Si le fait de monter en crescendo dans ses requêtes semble logique et donne des résultats, l’opposé n’est pas forcément moins efficace !
Si nous reprenons ce même objectif d’obtenir le paiement de la 1ère classe en TGV, la porte-au-nez consiste à :

  1. Faire une demande exhorbitante que la personne ne peut que refuser (en nous claquant la porte au nez).
    « Pour la formation à Strasbourg, j’avais pensé prendre l’avion avec l’équipe ! Ça permet d’y arriver en 1h, mais ça ajoute 3000€ de budget ».
  2. Ensuite, faire une demande subsidiaire plus accessible (qui réouvrira alors la porte).
    « Bon, puisque l’avion est trop cher, on peut aussi y aller en TGV. En 1ère classe, on pourra même travailler pendant le trajet… ».
    Devant cette proposition plus raisonnable, la probabilité que notre supérieure accepte de payer la 1ère classe se voit largement augmentée par rapport à une demande directe.

Note :

Cette méthode est déconcertante car elle s’oppose à la théorie de l’engagement.
En effet, la manager refuse factuellement la première proposition. Elle devrait alors être dans une logique de non-coopération dans le reste de l’échange.

Néanmoins, les résultats très probants de cette méthode s’expliquent par le concept social de compromis :
Comme notre demandeur effectue un compromis en abandonnant sa requête initiale, son interlocutrice se sent alors obligée elle aussi à faire un pas en avant, et ainsi accepter la véritable demande.
☆ ☆ ☆ ☆ ☆ ☆ ☆
_Exercices à traiter_
1 – D'après le texte sur la porte-au-nez, par quel concept social s'expliquent les résultats très probants de cette méthode ?
2 – Reproduisez le passage du texte sur la porte-au-nez qui commence par « Cette méthode est » et se poursuit jusqu'à « la véritable demande. ».
3 – Reformulez plus brièvement le paragraphe du texte sur la porte-au-nez qui débute par « Cette méthode est déconcertante », en conservant ses faits essentiels.

Entrées du jeu de données
☆ ☆ ☆ ☆ ☆ ☆ ☆
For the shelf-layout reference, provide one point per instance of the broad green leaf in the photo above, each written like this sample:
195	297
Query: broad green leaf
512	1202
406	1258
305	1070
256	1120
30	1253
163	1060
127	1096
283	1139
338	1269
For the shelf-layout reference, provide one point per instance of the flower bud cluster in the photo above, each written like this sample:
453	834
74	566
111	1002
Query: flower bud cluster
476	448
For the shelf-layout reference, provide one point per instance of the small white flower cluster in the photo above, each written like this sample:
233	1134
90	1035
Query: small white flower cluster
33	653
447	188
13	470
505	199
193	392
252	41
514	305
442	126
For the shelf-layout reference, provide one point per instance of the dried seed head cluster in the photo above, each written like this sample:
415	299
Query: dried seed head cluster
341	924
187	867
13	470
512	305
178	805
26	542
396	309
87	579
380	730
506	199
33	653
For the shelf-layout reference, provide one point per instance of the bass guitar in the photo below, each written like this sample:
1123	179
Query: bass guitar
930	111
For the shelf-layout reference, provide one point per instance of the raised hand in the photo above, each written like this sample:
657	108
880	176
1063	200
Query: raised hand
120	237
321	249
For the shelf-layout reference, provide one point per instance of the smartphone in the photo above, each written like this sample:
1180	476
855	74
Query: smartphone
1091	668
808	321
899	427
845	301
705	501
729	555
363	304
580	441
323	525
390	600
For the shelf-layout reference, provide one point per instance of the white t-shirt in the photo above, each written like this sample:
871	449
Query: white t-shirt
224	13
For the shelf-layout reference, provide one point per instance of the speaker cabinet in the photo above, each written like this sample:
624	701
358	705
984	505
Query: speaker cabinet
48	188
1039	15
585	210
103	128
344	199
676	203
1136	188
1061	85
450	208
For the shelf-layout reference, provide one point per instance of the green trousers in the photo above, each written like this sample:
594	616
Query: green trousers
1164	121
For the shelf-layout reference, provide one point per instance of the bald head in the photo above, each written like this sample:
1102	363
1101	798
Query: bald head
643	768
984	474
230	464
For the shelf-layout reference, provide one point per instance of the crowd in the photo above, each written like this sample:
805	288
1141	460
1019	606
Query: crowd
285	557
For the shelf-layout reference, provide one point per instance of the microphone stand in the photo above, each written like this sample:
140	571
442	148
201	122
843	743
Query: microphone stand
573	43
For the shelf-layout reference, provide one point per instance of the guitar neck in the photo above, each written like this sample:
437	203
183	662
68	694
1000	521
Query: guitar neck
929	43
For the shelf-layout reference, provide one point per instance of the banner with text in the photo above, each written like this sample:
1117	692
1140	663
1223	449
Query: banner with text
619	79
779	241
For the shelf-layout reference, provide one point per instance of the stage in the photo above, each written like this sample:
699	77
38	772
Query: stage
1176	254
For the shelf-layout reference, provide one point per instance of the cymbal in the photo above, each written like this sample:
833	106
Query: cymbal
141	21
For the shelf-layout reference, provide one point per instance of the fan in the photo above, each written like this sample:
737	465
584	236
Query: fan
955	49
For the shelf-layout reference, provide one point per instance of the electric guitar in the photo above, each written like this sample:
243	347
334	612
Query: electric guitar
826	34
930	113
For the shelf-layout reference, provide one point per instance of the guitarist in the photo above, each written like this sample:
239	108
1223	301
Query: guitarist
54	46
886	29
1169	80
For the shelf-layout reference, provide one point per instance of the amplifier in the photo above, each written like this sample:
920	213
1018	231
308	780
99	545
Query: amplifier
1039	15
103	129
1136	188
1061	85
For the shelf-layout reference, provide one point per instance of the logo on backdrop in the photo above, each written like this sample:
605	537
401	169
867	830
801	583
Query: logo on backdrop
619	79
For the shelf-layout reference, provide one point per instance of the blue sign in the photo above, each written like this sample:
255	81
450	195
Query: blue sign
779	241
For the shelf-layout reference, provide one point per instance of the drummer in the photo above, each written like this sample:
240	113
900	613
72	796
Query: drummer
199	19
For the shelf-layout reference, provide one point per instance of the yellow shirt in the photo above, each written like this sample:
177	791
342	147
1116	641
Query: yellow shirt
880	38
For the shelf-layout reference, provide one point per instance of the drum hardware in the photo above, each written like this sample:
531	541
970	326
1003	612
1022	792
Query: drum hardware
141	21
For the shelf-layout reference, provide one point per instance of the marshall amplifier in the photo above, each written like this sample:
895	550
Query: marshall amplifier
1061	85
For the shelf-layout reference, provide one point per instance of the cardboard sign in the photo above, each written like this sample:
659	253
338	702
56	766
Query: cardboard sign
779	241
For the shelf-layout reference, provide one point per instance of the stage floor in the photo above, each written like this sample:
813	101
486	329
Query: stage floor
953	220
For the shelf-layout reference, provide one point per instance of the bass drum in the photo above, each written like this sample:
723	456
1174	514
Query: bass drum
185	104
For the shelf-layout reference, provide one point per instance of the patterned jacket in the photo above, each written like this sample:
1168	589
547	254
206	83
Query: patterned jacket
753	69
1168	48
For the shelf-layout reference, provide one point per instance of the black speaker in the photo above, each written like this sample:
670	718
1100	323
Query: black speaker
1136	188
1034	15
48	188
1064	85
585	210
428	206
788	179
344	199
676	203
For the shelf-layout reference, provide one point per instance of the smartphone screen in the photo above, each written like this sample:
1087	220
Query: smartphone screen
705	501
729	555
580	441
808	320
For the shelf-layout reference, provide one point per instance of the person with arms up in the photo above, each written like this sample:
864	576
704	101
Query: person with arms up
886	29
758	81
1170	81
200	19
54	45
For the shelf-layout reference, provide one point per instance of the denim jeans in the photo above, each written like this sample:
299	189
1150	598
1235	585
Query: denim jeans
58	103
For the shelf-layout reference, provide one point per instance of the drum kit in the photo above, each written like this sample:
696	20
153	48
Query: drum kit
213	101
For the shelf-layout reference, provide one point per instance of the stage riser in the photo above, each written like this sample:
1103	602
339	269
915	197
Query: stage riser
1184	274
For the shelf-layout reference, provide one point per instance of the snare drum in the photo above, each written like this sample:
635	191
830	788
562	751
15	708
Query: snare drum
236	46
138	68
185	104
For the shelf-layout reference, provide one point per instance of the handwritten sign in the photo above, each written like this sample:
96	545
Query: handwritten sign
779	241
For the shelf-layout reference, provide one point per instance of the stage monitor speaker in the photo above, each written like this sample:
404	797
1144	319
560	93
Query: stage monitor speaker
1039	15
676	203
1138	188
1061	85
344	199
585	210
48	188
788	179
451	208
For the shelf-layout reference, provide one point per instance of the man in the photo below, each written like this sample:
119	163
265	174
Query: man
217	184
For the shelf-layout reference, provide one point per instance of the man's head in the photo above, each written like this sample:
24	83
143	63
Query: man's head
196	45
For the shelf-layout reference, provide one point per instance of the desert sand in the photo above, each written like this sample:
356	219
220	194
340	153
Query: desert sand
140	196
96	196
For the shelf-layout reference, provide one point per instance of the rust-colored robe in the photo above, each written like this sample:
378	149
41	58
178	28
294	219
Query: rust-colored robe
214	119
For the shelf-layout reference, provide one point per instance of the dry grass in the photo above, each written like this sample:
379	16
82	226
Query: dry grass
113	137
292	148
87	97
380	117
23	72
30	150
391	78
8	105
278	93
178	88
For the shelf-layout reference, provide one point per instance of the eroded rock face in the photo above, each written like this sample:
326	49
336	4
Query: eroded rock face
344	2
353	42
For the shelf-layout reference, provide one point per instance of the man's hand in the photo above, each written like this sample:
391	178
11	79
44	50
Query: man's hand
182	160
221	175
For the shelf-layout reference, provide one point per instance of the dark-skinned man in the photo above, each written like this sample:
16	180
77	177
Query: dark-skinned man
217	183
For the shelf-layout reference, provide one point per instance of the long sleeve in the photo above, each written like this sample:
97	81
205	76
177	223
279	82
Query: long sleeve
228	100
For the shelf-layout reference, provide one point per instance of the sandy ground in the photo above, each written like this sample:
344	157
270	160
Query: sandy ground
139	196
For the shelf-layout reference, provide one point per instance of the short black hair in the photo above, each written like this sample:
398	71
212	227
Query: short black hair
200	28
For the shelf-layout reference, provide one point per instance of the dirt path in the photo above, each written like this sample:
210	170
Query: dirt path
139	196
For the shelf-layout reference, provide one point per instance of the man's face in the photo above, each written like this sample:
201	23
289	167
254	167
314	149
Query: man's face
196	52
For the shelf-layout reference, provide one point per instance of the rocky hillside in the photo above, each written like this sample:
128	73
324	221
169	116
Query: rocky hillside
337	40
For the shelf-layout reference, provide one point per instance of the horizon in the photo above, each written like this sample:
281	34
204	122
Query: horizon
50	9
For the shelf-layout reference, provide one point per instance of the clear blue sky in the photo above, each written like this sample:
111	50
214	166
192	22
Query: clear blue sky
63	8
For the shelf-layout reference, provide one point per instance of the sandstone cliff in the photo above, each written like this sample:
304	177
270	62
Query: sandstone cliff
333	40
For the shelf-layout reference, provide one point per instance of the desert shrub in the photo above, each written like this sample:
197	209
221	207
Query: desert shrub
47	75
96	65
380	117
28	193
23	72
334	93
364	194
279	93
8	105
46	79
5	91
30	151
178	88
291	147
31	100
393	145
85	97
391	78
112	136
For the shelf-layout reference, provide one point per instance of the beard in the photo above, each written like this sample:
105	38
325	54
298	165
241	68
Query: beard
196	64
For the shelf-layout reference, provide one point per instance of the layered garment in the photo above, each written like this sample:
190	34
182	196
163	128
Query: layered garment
☆ ☆ ☆ ☆ ☆ ☆ ☆
_Réponses aux exercices_
1 – Par le concept social de compromis.

2 –
Cette méthode est déconcertante car elle s’oppose à la théorie de l’engagement.
En effet, la manager refuse factuellement la première proposition. Elle devrait alors être dans une logique de non-coopération dans le reste de l’échange.

Néanmoins, les résultats très probants de cette méthode s’expliquent par le concept social de compromis :
Comme notre demandeur effectue un compromis en abandonnant sa requête initiale, son interlocutrice se sent alors obligée elle aussi à faire un pas en avant, et ainsi accepter la véritable demande.

3 – La méthode surprend parce qu'elle contredit la théorie de l'engagement : après avoir refusé la première proposition, la manager devrait logiquement ne plus coopérer pendant le reste de l'échange.